%%
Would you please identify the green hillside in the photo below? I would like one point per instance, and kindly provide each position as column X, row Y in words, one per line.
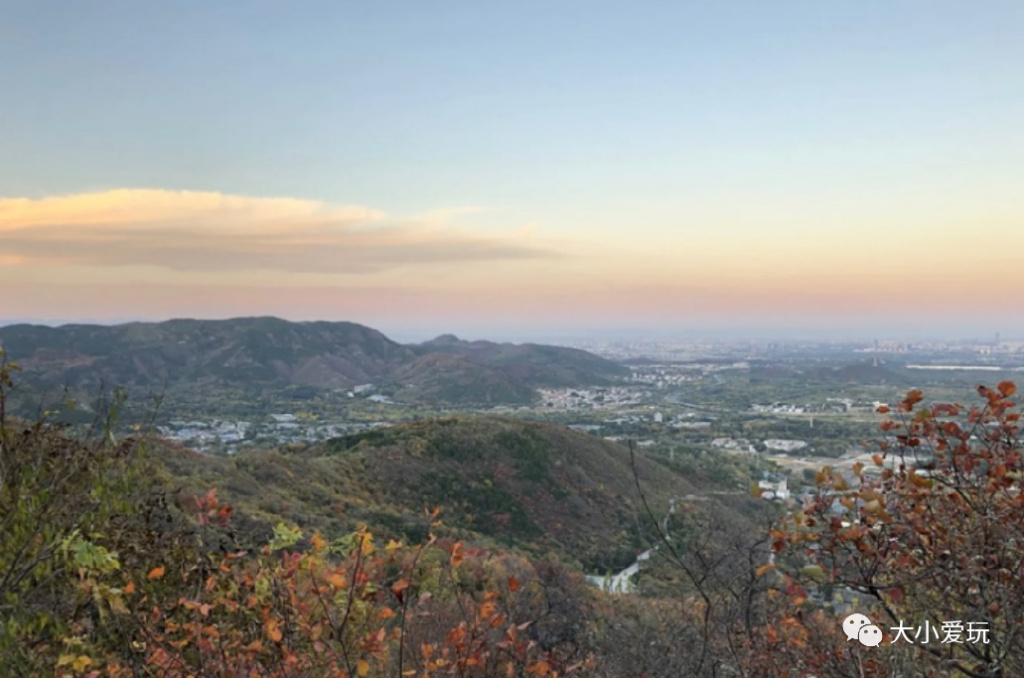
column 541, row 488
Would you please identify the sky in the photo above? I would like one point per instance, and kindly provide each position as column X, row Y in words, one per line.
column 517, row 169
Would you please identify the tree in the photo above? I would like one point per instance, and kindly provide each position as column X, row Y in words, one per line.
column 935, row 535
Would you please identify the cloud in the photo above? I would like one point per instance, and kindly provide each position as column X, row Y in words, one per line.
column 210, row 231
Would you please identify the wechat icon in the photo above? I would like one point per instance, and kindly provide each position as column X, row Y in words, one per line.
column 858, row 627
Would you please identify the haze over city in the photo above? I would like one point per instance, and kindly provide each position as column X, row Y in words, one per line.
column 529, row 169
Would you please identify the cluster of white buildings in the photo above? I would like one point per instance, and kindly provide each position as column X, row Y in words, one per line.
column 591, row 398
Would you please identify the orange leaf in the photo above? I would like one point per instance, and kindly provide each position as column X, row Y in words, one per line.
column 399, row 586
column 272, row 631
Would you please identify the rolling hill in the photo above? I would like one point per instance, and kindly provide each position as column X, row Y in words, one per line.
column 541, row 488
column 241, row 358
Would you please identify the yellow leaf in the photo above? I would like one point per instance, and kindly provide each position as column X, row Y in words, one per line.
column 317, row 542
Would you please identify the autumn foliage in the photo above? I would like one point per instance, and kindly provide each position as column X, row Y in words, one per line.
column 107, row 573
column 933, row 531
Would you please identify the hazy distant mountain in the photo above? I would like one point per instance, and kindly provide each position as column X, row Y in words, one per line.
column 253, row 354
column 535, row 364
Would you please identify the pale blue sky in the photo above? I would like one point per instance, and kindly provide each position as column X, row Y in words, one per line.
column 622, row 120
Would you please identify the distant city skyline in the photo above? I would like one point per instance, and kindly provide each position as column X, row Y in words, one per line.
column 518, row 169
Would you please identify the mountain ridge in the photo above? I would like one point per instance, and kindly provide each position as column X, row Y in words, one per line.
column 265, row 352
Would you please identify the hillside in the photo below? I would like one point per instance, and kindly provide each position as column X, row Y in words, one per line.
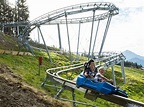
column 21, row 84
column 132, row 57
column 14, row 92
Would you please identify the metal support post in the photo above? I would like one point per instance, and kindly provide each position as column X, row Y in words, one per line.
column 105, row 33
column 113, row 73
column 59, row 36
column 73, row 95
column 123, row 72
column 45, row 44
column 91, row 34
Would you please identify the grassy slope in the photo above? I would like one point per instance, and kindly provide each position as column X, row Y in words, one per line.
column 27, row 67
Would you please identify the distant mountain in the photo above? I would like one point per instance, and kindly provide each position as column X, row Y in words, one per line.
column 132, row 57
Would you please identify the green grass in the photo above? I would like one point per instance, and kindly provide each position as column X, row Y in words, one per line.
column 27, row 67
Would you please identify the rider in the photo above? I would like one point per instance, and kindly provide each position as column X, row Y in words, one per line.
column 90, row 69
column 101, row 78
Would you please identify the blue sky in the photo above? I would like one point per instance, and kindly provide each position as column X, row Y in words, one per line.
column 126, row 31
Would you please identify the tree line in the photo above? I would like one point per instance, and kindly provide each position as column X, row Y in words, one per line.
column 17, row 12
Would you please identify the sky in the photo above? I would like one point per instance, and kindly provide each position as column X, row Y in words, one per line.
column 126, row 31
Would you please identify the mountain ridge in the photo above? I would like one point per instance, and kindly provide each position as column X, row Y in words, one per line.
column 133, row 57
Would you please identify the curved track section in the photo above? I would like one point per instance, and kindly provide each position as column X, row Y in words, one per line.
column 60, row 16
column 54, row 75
%%
%%
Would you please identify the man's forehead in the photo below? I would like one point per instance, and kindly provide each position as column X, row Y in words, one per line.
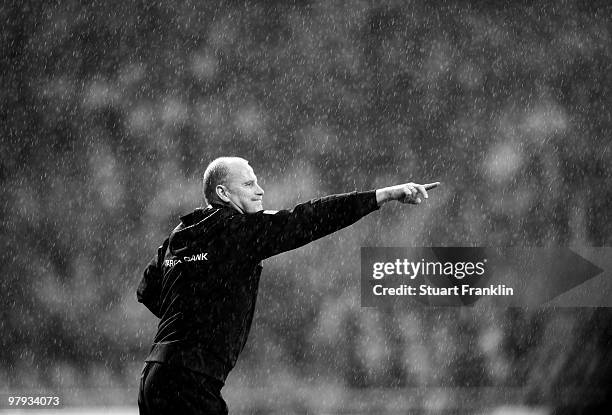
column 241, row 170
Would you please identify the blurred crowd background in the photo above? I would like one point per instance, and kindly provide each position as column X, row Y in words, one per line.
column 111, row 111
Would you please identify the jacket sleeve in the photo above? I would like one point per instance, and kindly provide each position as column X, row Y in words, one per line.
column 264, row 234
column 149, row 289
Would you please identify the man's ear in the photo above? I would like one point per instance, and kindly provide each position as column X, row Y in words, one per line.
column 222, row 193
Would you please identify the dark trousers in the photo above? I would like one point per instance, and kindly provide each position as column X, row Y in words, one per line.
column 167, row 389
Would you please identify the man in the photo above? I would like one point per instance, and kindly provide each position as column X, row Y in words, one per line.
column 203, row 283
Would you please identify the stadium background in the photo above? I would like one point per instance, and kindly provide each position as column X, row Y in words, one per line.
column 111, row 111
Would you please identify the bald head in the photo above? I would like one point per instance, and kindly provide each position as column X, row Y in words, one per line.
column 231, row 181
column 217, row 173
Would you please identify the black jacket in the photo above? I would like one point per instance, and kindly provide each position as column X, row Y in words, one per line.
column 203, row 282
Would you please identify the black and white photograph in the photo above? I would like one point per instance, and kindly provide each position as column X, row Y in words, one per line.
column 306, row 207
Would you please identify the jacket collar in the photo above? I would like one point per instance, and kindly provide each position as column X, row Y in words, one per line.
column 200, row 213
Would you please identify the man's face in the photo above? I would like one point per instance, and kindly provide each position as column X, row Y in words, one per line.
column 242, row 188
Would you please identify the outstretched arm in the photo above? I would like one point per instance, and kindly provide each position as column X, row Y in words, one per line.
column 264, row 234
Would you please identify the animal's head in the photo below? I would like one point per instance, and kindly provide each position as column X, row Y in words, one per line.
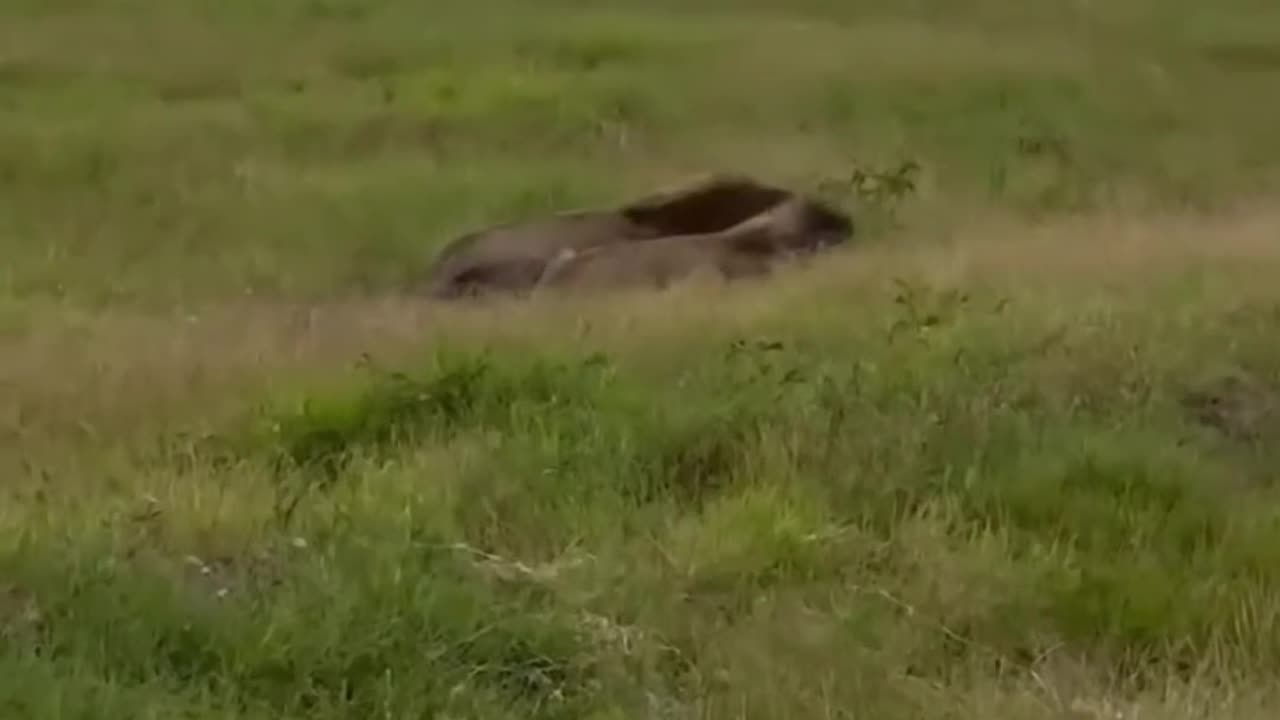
%%
%%
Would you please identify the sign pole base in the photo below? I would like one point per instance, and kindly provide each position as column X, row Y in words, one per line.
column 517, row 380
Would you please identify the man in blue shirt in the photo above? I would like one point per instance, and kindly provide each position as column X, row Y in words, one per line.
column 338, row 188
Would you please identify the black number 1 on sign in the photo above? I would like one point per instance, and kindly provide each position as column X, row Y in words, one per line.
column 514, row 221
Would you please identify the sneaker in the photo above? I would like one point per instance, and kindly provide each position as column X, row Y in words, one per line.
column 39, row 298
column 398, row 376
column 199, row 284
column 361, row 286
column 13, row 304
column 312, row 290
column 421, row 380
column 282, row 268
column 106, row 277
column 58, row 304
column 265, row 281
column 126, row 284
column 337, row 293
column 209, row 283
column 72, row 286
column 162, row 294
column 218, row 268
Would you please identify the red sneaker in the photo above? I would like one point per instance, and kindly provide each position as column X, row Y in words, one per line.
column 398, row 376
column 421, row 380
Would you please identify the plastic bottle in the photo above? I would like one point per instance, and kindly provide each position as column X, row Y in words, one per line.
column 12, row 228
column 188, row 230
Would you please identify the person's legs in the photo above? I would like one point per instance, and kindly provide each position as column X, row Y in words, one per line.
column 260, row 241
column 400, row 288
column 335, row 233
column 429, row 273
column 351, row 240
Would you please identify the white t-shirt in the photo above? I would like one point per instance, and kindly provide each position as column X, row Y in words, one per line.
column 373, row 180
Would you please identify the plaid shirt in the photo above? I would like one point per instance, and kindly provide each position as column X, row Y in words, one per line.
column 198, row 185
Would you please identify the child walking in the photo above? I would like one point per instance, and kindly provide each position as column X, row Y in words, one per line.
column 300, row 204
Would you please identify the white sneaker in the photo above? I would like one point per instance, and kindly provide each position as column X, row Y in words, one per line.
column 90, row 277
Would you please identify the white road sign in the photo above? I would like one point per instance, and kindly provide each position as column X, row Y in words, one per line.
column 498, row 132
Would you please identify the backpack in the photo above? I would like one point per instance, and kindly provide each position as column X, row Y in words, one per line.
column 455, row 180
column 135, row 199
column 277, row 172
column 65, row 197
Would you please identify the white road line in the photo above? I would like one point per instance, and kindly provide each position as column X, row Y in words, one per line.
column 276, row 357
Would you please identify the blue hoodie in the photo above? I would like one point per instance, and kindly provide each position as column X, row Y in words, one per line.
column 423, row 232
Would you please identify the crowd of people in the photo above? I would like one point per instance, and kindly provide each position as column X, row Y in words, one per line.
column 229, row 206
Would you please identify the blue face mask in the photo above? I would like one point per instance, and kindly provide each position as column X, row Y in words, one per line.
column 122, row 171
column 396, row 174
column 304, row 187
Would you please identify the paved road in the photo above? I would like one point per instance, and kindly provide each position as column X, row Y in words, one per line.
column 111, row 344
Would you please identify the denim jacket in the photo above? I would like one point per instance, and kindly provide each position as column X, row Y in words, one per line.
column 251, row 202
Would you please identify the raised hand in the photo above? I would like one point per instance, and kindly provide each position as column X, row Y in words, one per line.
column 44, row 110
%%
> **Given problem**:
Reproduce word for word the part of the entries above that opens with the line containing "Would you please identify the green grass" and closes with the line containing "column 54, row 75", including both of those lines.

> **Exercise answer**:
Would you please identify the green grass in the photo above? I would like one point per instance, and kindly provide each position as column X, row Y in words, one per line.
column 27, row 67
Would you please identify the rider in the photo above? I would like one point per instance, and kindly provide each position as column X, row Y in words, one per line.
column 90, row 69
column 101, row 78
Would you please identify the blue sky in the photo above? I would like one point per instance, and kindly provide each position as column X, row Y in words, one per line.
column 126, row 31
Would you please identify the tree line in the photo above? I would like one point per instance, and kindly provide each position as column X, row Y in words, one per line.
column 17, row 12
Would you please identify the sky in the photo above? I would like one point per instance, and kindly provide each position as column X, row Y in words, one per line.
column 126, row 31
Would you please identify the mountain ridge in the photo above? I would like one point per instance, and kindly provide each position as column X, row Y in words, one per line.
column 133, row 57
Would you please identify the curved track section in the photo above? I would like one point per instance, and kindly provide each position as column X, row Y in words, one per line.
column 60, row 16
column 54, row 75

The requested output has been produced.